▶ **Exercise directions**
Give the entries again exactly, every one of them.

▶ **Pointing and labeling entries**
*-*-*
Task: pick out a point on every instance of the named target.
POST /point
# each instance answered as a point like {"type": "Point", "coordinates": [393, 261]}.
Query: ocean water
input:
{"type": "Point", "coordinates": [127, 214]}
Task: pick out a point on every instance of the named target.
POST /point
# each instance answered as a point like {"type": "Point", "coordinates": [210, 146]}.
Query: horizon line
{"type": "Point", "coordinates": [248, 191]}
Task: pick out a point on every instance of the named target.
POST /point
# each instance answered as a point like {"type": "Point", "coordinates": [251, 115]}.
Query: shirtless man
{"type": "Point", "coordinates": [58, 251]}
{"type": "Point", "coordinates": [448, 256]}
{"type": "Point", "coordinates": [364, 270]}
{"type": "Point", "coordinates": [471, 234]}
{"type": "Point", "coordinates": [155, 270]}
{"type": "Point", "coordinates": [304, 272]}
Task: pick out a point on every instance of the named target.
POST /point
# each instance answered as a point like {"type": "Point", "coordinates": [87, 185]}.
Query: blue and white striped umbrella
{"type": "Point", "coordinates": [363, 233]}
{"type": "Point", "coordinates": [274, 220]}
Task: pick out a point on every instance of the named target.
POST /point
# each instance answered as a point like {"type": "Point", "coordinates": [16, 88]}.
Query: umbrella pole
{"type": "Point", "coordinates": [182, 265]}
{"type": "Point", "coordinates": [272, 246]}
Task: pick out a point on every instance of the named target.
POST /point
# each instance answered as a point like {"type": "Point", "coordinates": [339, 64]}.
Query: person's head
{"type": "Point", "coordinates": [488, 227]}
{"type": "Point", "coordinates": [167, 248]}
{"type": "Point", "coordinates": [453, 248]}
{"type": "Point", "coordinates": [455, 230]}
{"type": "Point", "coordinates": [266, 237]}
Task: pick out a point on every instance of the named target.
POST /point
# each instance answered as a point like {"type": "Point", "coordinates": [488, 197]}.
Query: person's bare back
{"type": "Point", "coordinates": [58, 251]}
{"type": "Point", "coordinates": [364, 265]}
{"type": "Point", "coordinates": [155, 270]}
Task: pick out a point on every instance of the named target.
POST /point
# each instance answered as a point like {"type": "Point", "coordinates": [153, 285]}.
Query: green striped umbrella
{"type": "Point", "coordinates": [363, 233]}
*-*-*
▶ **Exercise result**
Task: pick out a point on every instance of the named target.
POST /point
# each instance answered as a point like {"type": "Point", "coordinates": [393, 261]}.
Query: ocean water
input:
{"type": "Point", "coordinates": [127, 214]}
Task: pick out a point on every instance of the named target.
POST /point
# each instance answered as a point like {"type": "Point", "coordinates": [210, 146]}.
Query: horizon line
{"type": "Point", "coordinates": [248, 191]}
Task: pick out a point on every instance of the named target.
POST /point
# each instance answered as a point like {"type": "Point", "coordinates": [251, 115]}.
Query: shirtless man
{"type": "Point", "coordinates": [58, 251]}
{"type": "Point", "coordinates": [448, 256]}
{"type": "Point", "coordinates": [364, 270]}
{"type": "Point", "coordinates": [471, 234]}
{"type": "Point", "coordinates": [155, 270]}
{"type": "Point", "coordinates": [304, 272]}
Task: pick out a point on every instance of the named target.
POST /point
# each instance answered as a point like {"type": "Point", "coordinates": [87, 185]}.
Query: blue and white striped umbrella
{"type": "Point", "coordinates": [363, 233]}
{"type": "Point", "coordinates": [274, 220]}
Task: pick out a point on every instance of the named target.
POST /point
# each instance answered as a point like {"type": "Point", "coordinates": [16, 88]}.
Query: umbrella pole
{"type": "Point", "coordinates": [182, 265]}
{"type": "Point", "coordinates": [272, 246]}
Task: pick out a point on every instance of the named target.
POST /point
# each instance answered as a point like {"type": "Point", "coordinates": [339, 64]}.
Query: person's head
{"type": "Point", "coordinates": [488, 227]}
{"type": "Point", "coordinates": [167, 248]}
{"type": "Point", "coordinates": [453, 248]}
{"type": "Point", "coordinates": [455, 230]}
{"type": "Point", "coordinates": [266, 237]}
Task: pick out a point on every instance of the named target.
POST /point
# each instance answered as a point like {"type": "Point", "coordinates": [488, 197]}.
Query: person's bare back
{"type": "Point", "coordinates": [58, 251]}
{"type": "Point", "coordinates": [364, 265]}
{"type": "Point", "coordinates": [155, 270]}
Task: pick out a point on every instance of the named target.
POST /point
# each instance answered as a point like {"type": "Point", "coordinates": [153, 285]}.
Query: green striped umbrella
{"type": "Point", "coordinates": [363, 233]}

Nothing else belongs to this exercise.